**DIRECTIVE**
Revise the items from the line with "purple tubular flower is?" to the line with "[0,0,290,269]" by changing "purple" to "violet" and leaving all else as it is. Return only those lines.

(Stored items from a collection)
###

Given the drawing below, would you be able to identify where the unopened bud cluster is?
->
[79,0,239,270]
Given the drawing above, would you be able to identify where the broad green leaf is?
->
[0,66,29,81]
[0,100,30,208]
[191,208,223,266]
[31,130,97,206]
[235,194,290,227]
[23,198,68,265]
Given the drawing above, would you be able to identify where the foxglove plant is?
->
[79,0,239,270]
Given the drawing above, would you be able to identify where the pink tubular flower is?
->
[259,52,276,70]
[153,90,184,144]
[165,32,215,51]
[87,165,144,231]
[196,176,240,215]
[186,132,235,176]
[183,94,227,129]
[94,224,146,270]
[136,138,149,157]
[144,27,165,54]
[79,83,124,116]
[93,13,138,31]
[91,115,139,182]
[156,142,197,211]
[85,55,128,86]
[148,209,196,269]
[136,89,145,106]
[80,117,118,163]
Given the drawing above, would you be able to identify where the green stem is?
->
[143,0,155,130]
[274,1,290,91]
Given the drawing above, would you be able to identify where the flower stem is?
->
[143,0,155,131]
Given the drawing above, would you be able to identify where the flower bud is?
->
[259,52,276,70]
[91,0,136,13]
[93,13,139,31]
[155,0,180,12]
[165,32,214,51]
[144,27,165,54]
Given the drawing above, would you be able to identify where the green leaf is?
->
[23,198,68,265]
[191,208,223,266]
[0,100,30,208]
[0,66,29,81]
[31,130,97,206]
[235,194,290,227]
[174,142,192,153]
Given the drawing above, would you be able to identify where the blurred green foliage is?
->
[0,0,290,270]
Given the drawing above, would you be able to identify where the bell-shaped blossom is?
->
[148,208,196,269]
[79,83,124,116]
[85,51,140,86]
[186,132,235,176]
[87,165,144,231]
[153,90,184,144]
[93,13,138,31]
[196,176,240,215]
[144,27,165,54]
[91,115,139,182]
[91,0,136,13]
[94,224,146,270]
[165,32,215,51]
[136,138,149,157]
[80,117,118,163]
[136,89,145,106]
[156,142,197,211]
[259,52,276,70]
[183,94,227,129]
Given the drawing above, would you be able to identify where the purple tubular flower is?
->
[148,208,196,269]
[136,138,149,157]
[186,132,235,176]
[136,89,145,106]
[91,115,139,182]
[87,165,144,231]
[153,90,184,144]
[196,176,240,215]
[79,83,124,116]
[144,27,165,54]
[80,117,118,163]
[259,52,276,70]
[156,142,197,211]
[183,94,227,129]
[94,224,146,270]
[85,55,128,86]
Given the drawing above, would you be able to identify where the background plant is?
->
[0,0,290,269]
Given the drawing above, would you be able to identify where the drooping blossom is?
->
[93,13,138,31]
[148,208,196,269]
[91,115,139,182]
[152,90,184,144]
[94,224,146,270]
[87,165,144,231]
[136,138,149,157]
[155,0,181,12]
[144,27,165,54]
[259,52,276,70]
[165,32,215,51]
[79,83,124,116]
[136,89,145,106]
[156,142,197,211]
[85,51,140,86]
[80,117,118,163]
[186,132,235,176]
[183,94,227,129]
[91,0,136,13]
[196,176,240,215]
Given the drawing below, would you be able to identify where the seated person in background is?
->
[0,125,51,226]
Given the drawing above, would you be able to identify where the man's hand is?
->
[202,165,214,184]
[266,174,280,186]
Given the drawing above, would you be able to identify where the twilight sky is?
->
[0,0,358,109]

###

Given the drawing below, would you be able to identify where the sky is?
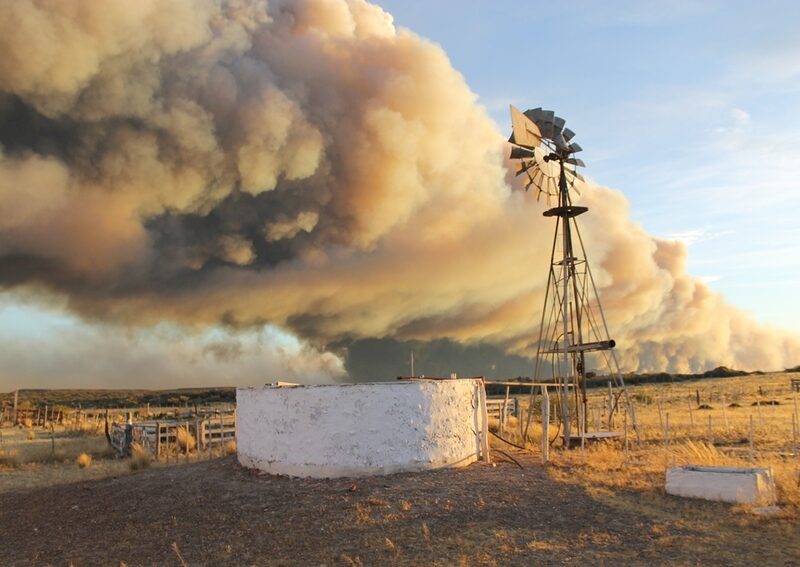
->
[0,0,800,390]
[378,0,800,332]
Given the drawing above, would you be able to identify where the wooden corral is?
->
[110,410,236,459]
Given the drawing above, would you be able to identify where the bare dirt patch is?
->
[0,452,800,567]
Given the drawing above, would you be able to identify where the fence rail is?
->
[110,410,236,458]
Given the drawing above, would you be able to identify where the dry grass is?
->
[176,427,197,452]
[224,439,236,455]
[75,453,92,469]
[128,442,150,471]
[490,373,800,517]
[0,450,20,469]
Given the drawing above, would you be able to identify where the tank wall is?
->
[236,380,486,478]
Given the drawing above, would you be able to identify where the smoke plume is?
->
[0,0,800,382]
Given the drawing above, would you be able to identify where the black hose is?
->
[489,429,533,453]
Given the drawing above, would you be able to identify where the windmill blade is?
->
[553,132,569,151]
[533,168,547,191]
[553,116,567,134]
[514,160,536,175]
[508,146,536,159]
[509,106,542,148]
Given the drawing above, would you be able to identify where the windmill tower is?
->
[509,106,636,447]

###

**EXERCISE OUTPUT**
Given the drawing above, would you be able to identify where the violet tubular flower is?
->
[148,208,196,269]
[136,138,149,157]
[186,132,235,176]
[136,89,145,106]
[91,115,139,182]
[87,165,144,231]
[153,90,184,144]
[196,176,240,215]
[79,83,124,116]
[144,27,165,54]
[80,117,118,163]
[259,52,276,70]
[156,142,197,211]
[183,94,227,129]
[94,224,146,270]
[85,55,128,86]
Given the drawing above, would you be able to identify where the background plant is?
->
[0,0,290,269]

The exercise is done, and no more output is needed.